_Quoted passage_
+++
Lucas van Leyden: The Chess Players (1508)
In medieval times, the rules of the game were even more different than that. I think a decent player from those days would probably beat any GM in medieval chess, with its slow progression of pawns and lack of dynamics. Don't forget that even world level grandmasters are vulnerable to very simple oversights in Fischerandom chess. (I once saw a Fischerandom game in which Gata Kamksy blundered an exchange on move seven.) Arab chess, with its fantasy pieces, would be an even bigger problem. Its fair to say the skills acquired in modern chess would be totally useless against the best players of those days. Our current GM title would simply be meaningless.
It's a humbling thought that all of our efforts in modern chess, the countless hours or preparation, training and excercise, are so dependent on the moment we live in. Perhaps in chess there is no reason to be quite so pessimistic as with medicine or some other disciplines. But I agree more with the author of the above mentioned blog when he points out that
...if there's one thing this little thought experiment has done for me, it's to make me realize how much of what I do depends on hundreds of years of history and science and any achievements I may have in my career rest squarely on the shoulders of giants.
We often take it for granted that the strongest chess players of our age are automatically the strongest players that ever lived. But strongest at what? At most, they are best at playing the game we play under the current circumstances - circumstances that were quite different just hundred years ago. Take away some of the conditions and everything changes instantly. And this, of course, is the very basis of all science fiction based on time travel. Change the past and you change the present. No Morozevich without Anderssen! Great Scott!
+++
_Records supplied_
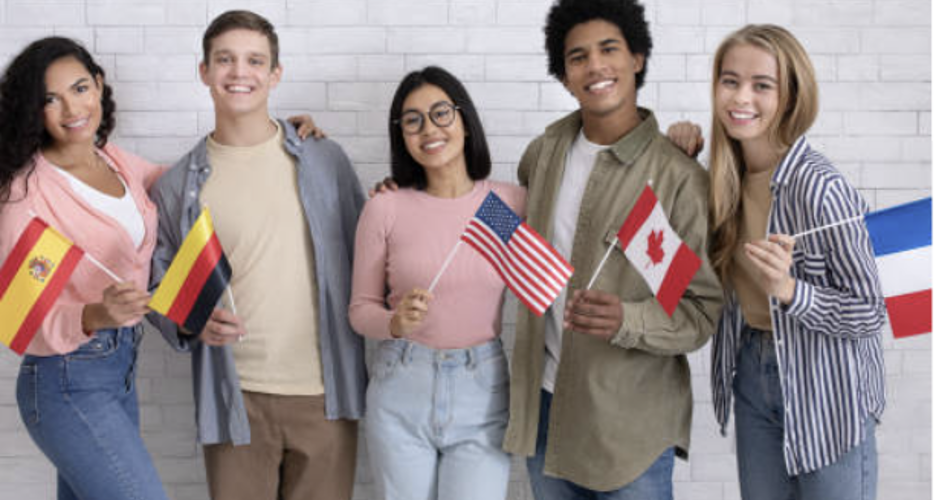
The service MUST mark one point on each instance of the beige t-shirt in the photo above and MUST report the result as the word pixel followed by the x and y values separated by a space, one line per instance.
+++
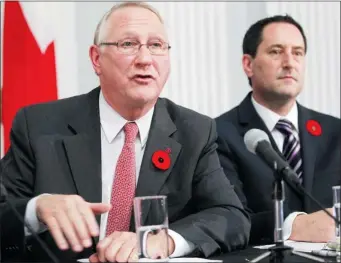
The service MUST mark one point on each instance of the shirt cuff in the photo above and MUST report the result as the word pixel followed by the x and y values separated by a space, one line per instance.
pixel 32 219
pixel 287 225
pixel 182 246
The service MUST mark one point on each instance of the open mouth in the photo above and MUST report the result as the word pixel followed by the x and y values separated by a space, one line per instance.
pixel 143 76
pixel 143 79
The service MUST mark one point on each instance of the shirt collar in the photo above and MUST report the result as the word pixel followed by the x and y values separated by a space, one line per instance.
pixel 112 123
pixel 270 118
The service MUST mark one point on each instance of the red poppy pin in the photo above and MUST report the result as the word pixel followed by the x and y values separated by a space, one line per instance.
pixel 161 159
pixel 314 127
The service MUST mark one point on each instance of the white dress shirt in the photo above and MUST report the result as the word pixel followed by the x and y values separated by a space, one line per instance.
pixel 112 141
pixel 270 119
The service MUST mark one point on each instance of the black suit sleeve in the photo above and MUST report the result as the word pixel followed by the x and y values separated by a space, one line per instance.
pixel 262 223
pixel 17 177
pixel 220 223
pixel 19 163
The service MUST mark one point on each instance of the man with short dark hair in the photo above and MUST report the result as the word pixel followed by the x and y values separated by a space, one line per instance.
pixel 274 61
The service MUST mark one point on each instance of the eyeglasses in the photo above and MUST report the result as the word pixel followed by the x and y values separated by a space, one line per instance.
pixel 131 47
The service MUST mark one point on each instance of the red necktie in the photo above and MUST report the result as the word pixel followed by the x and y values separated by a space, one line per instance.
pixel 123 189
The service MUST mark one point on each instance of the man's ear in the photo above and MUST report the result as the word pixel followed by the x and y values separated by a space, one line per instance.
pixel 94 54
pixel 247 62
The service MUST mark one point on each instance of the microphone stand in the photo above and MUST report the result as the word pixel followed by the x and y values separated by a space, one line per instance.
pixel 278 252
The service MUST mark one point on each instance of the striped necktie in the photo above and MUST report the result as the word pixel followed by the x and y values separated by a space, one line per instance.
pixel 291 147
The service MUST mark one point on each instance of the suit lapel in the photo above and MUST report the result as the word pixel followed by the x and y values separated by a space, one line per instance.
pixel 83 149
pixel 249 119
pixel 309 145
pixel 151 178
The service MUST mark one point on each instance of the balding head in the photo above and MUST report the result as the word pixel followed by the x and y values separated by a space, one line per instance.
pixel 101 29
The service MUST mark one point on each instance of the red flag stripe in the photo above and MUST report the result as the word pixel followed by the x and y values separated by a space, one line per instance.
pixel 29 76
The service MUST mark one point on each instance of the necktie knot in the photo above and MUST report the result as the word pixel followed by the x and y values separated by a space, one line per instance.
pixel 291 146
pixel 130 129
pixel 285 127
+++
_Work instructions_
According to the chess text, why would a decent medieval player probably beat any grandmaster at medieval chess? Answer in one to three sentences.

_Expected answer_
Medieval chess, with its slow progression of pawns and lack of dynamics, was a very different game. Even world-level grandmasters are vulnerable to very simple oversights in Fischerandom chess, as shown by a grandmaster who blundered an exchange on move seven. The skills acquired in modern chess would therefore be useless against the best players of those days.